→ Document excerpt
******************************

That night we stayed in Gilroy but went up to Cupertino for some Korean buffet at Palace. It wasn't until after I was driving back on 101 that I thought: here I was in the actual Bay Area, and all I did was have dinner and leave. What's happening to me!?!? Ih. Next morning we headed up to the inexplicably little-known Mt. Madonna, and then on over past Elkhorn Slough to Monterey and finally Big Sur. At the beach where the Big Sur River meets the Pacific, my travel buddy commented that I was touching the grass the same way the Gladiator did in the movie as he was dying. I think after the third year of medical school I was surprised to find that I was a) still alive and b) still capable of contentment in nature. The cold Pacific breeze in Big Sur is not far off from the one in San Francisco so I don't know if it was that, or the green, or the ocean. But it was something. The second picture is standing on the beach, looking back up the river. The video shows you how windy it was, but it was a good wind.











Since we were in Big Sur, a visit to the Maiden Public House was in order, as well as the Henry Miller Library. By this point in the trip I was already taking profound greenery as a given. The next day we headed up the Pine Ridge Trail in Ventana Wilderness, one of my favorite in the world, but didn't get all the way to the hot springs. Until next time...but the drive down the central coast afterward is always sublime. See if you can find the waterfall in the second picture - it's not that hard.









That night we stayed in San Luis Obispo but not before stopping at Taco Temple in Morro Bay. Please do be advised of their mesozoic portion sizes. They tried to warn us, but we were enthusiastic to make up for having missed them Christmas 2011 our last time up the Central Coast because they were closed for some reason. Then heading south again the next day, we took a detour on Route 166 (it looks like New Mexico back there on the way to the Carrizo Plain) then stopped for a short hike in the San Rafael Wilderness, the flora of which kind of reminded me of some of the drier East and South Bay preserves, like Henry Coe.





Yeah. That's right Stillman, I've been reading your blog, and now I'm in your hood! What are you gonna do about it? Actually to go on one of the hikes you describe I would've had to start at 4am and go 20 miles off-trail so maybe you're safe for now...

******************************

→ Available data
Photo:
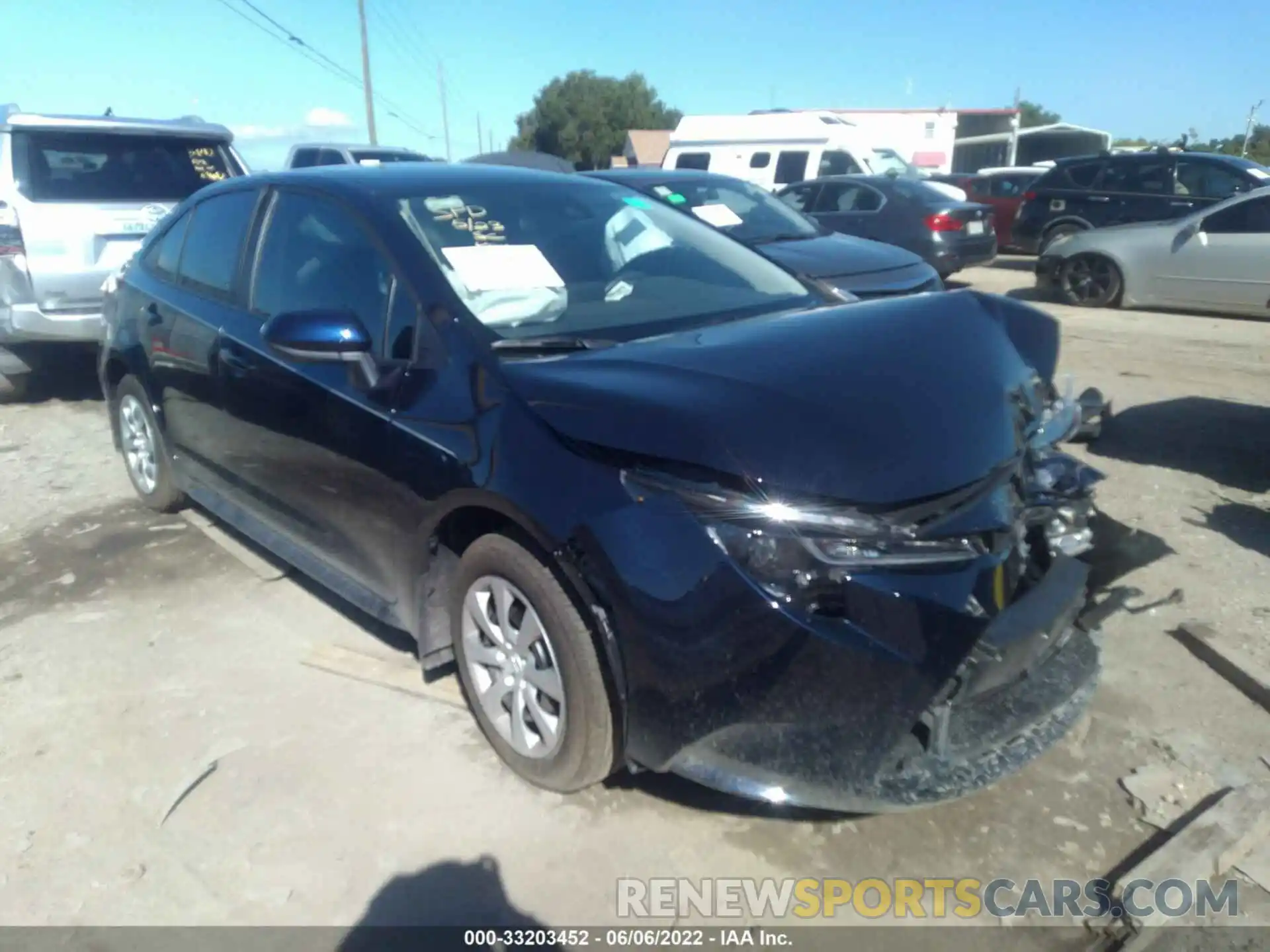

******************************

→ Requirement
Write the next part of the California road-trip account, picking up right after its final sentence.

→ Reply
And what visit is complete without stopping for dinner at noted anthropologist and space cadet Michael Gurven's house in Santa Barbara. His lovely lady Lisa recently made the mistake of bearing his issue. Oddly she seems glowingly happy as if she hasn't realized this. And I'll tell you something surprising, the child looked normal. Like, really a healthy normal human baby. It's a medical mystery that can only be explained by the mother's robust genetic constitution.

And after that, straight home to ol' SD. And you know what? I was happy to get back. (Don't tell anyone.)

Possible future plans for further 'sploring:

- Tuolumne Meadows and a nice hike up to Vogelsang Peak
- Or maybe all the way up to and over Mono Pass from Yosemite to Tuolumne Meadows
- White Mountains and the Bristlecones (too much snow up there two weeks ago)
- Heading back for a Saturday night stay at the hot springs in Ventana Wilderness
- I had been obsessed with central Los Padres above Santa Maria and Santa Barbara, since areas of this were only recently (last few decades) properly mapped
- Finally getting out to the Channel Islands

NOTE: people could not do these kinds of trips without the time and efforts of a number of volunteer groups who, out of the goodness of their hearts, pick up where government agencies don't have money or interest to provide information for free online. Two in particular who I couldn't have done this trip without are Ventana Wilderness Alliance and the Southern Los Padres Writers Association blog, both outstanding resources for the massive Los Padres National Forest that stretches from Monterey to Los Angeles and which contains multiple wilderness areas. Their maps and trail descriptions are in many cases the only way I know of to get reliable recent information to plan hikes; not only that, they do a lot to ensure the conservation of the natural and cultural resources in the Wildernesses.